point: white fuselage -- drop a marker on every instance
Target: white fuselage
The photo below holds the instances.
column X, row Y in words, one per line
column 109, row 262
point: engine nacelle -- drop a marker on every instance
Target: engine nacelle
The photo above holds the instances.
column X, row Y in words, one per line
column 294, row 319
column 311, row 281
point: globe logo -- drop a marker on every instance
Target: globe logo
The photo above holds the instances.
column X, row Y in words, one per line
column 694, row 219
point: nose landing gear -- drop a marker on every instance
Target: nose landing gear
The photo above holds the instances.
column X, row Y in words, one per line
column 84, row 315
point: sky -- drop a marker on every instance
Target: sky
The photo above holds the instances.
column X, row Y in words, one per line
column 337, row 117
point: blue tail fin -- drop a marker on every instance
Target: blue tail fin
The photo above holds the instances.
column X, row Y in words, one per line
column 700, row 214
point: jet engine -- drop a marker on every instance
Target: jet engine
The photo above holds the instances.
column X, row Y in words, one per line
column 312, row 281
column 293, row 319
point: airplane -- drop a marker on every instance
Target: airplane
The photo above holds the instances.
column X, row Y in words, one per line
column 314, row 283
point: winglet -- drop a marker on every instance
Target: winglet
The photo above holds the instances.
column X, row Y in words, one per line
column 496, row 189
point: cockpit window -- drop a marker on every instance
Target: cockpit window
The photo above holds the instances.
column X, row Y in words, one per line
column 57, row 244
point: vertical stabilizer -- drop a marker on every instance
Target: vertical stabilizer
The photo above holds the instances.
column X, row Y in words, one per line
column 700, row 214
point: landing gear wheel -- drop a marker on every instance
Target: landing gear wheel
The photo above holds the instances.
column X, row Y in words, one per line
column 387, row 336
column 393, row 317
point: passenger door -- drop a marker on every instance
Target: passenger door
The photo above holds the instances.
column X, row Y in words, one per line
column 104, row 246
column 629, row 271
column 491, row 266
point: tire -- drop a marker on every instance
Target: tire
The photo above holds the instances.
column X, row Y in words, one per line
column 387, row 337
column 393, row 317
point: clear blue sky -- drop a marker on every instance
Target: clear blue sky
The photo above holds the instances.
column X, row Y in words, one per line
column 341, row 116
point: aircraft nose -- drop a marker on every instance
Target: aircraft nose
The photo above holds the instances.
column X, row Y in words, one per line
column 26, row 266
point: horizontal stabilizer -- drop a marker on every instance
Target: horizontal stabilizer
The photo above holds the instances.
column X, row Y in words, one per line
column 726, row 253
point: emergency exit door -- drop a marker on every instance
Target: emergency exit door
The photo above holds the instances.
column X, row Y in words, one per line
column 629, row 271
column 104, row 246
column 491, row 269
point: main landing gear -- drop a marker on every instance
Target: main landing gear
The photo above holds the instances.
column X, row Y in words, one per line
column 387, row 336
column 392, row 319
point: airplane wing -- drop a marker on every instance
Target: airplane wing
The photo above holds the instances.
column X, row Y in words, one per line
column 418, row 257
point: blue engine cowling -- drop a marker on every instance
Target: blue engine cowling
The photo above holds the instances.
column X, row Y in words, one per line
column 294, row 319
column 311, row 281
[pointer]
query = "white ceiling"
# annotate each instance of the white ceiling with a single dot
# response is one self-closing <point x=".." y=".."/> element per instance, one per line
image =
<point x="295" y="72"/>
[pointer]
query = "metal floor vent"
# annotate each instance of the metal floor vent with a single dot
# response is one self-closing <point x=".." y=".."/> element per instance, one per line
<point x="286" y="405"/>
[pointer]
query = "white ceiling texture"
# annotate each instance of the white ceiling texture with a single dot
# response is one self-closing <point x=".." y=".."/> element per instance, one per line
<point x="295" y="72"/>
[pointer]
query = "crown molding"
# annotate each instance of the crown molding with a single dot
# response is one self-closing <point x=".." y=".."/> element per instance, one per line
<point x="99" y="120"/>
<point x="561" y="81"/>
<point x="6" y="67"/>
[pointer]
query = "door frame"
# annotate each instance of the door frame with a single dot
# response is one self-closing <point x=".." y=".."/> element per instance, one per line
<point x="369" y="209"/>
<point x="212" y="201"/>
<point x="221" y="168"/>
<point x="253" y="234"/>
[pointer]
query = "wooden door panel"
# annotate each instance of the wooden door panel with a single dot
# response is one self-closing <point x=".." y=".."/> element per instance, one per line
________________________
◆ 과제 설정 ◆
위 행들 중 "point: emergency exit" 문구가 있는 줄에서 시작해 "column 491, row 269" 문구가 있는 줄에서 멈추고, 그 구간을 한 글자도 바꾸지 말고 옮겨 적으세요. 시작 줄과 끝 줄도 포함합니다.

◆ 출력 결과 ◆
point: emergency exit door -- drop a marker on every instance
Target: emergency exit door
The photo above holds the instances.
column X, row Y in words, one per line
column 629, row 271
column 104, row 246
column 491, row 269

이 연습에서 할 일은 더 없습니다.